-- Begin EXCERPTED PASSAGE --
Juan Ramírez

Personal information
- Full name: Juan Zacarías Ramírez Candia
- Date of birth: 26 September 1961 (age 64)
- Place of birth: Encarnación, Paraguay
- Position: Defender

Senior career*
- Years: Team / Apps / (Gls)
- 1980–1982: Atl. San Juan (Encarnación)
- 1982–1984: Juventud (Hohenau)
- 1984–1987: Atl. Colegiales
- 1988–1991: Olimpia
- 1992: Sol de América
- 1993: Atl. Colegiales
- 1994: Sportivo Trinidense

= Juan Ramírez (footballer, born 1965) =

Paraguayan footballer and coach

Juan Zacarías Ramírez Candia (born 25 May 1965) is a former football defender and coach.

==Career==
===As player===
Ramírez started his career in local clubs San Juan and Juventud de Hohenau from the city of Encarnación before arriving to 1st division club Atlético Colegiales in 1984. In 1986, he was chosen as the best right-back defender of the Paraguayan league by the press. Despite the award, he did not make the national team that competed in the 1986 FIFA World Cup. In 1988, he signed for Olimpia Asunción where he won national and international titles such as the Copa Libertadores and the Supercopa Sudamericana in 1990. After leaving Olimpia in 1991, Ramírez had brief stints in Paraguayan clubs such as Sol de América and Sportivo Trinidense before retiring in 1994.
-- End EXCERPTED PASSAGE --
-- Begin SUPPLIED ENTRIES --
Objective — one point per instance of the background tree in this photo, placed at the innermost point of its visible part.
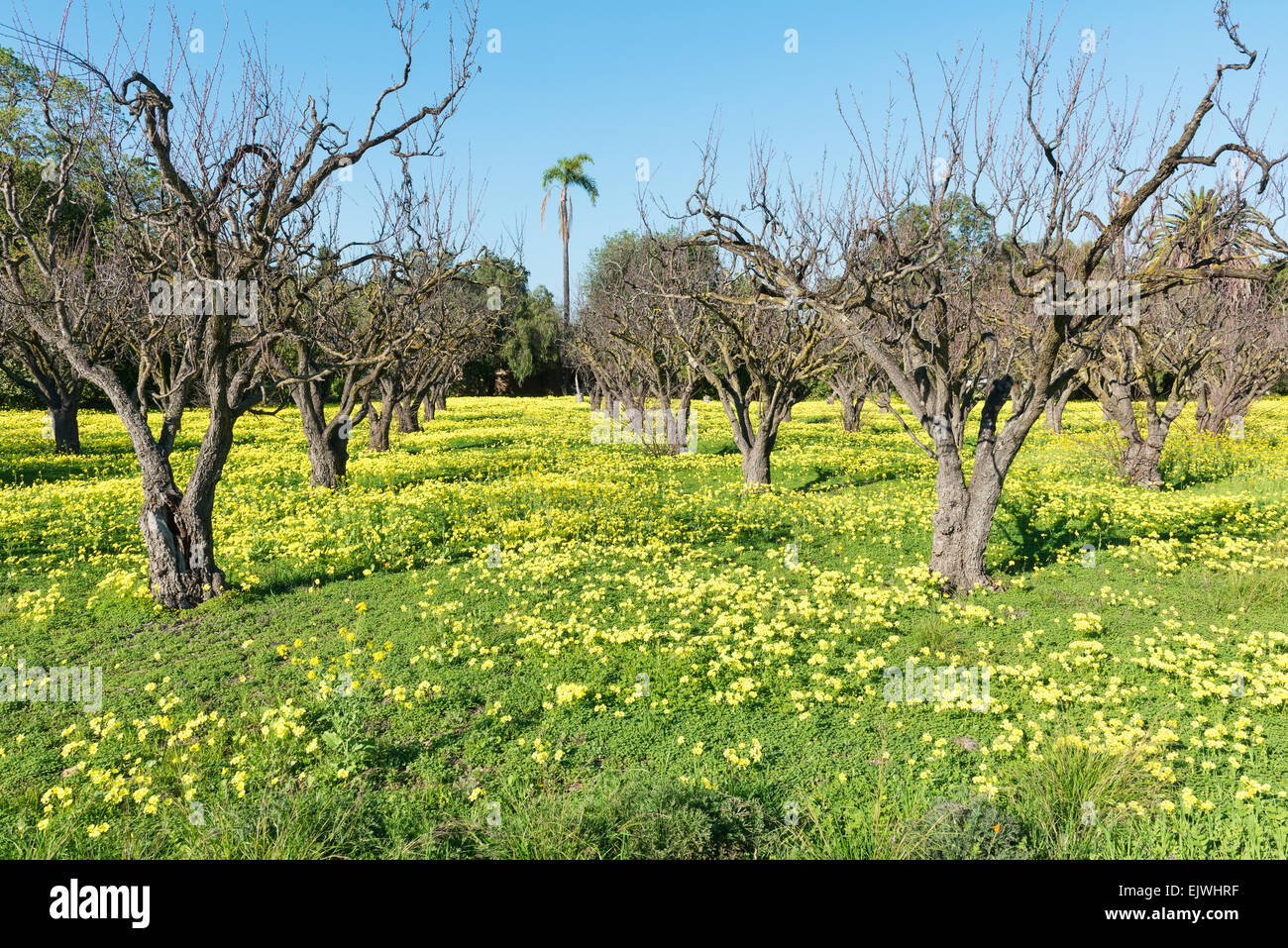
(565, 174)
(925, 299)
-- End SUPPLIED ENTRIES --
-- Begin SUPPLIED ENTRIES --
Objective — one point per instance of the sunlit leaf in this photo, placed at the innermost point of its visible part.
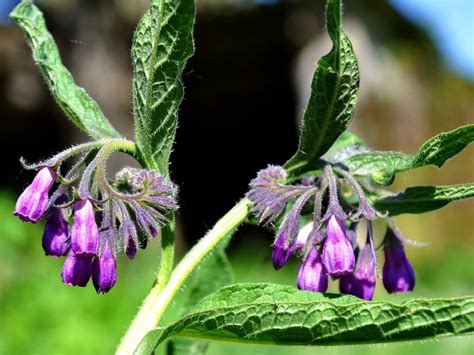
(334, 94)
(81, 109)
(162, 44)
-- End SUPPLIED ENTRIES --
WHAT YOU WILL DO >>
(1) Output the article on Juan Ramírez word for word, starting with "Personal information" and going on through "1982–1984: Juventud (Hohenau)".
(2) In the article on Juan Ramírez, which club did he sign for in 1988?

CORRECT ANSWERS >>
(1)
Personal information
- Full name: Juan Zacarías Ramírez Candia
- Date of birth: 26 September 1961 (age 64)
- Place of birth: Encarnación, Paraguay
- Position: Defender

Senior career*
- Years: Team / Apps / (Gls)
- 1980–1982: Atl. San Juan (Encarnación)
- 1982–1984: Juventud (Hohenau)

(2) Olimpia Asunción